TASK REQUIREMENTS -
Below is a listing; copy all of it exactly.

DATASET CONTENT -

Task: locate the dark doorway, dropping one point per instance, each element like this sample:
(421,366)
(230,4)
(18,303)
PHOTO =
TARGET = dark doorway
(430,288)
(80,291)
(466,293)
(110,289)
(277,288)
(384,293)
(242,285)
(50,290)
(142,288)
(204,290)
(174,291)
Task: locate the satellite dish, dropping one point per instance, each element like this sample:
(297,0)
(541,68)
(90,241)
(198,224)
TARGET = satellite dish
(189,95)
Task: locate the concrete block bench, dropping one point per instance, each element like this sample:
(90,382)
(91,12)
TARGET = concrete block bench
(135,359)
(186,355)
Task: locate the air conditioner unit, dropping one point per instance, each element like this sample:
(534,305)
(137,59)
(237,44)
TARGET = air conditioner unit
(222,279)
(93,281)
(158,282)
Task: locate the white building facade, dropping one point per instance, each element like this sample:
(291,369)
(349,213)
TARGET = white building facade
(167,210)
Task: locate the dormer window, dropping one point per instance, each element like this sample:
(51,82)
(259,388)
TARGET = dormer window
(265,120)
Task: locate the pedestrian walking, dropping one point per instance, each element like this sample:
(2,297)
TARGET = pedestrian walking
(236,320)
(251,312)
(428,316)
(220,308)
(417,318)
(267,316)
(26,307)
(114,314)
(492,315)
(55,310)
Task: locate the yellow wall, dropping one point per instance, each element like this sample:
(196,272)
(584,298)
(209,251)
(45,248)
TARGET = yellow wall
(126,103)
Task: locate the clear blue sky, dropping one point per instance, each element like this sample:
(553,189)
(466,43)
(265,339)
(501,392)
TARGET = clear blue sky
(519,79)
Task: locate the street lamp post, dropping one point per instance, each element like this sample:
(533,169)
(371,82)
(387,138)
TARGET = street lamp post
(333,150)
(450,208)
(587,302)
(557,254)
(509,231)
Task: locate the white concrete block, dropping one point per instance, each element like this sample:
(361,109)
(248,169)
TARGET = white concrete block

OUTPUT BELOW -
Task: locate the dark doorway, dropping one point per instance, each element like this sample:
(421,366)
(230,4)
(18,303)
PHOTO =
TARGET = dark doorway
(430,288)
(80,291)
(466,293)
(110,289)
(277,288)
(384,293)
(242,285)
(50,290)
(142,288)
(204,290)
(174,291)
Task: locate the satellite dish, dropping one point per instance, each element like this sample:
(297,0)
(541,68)
(90,241)
(198,224)
TARGET = satellite dish
(189,95)
Task: locate the concrete block bench, dropping one point per instance, each element like this sample:
(90,382)
(91,12)
TARGET = concrete block bench
(135,359)
(186,355)
Task: locate the air conditioner unit, dropping one point per instance, each element like this sample:
(534,305)
(137,59)
(237,44)
TARGET = air conditioner unit
(222,279)
(93,281)
(158,282)
Task: locate the white building facade, dropping one point per instance, each element like this sample:
(291,369)
(349,213)
TARGET = white building facade
(167,210)
Task: locate the dormer window, dropping one point per instance, each element like this sample:
(51,82)
(259,388)
TARGET = dormer window
(265,120)
Task: locate the pedestrian walking, dropping one point per instance, each element like this sample:
(2,297)
TARGET = pedestrian walking
(236,320)
(251,312)
(428,316)
(220,308)
(417,318)
(267,316)
(26,307)
(114,314)
(492,315)
(55,310)
Task: locate the yellow wall, dropping one point per instance, each element like this sample:
(196,272)
(584,298)
(209,251)
(45,248)
TARGET = yellow wall
(126,103)
Task: locate the clear blue sky, dropping one point per instance, each element like this sample:
(553,189)
(466,43)
(265,339)
(501,392)
TARGET = clear blue sky
(519,79)
Task: locate the street lamp post, dropping one point per instance, each element like this sample:
(533,169)
(371,82)
(387,138)
TARGET = street lamp post
(333,150)
(450,208)
(587,302)
(557,254)
(509,231)
Task: locate the white concrete block, dropping one point per instance, each element like this sample:
(361,109)
(248,169)
TARGET = white concrete block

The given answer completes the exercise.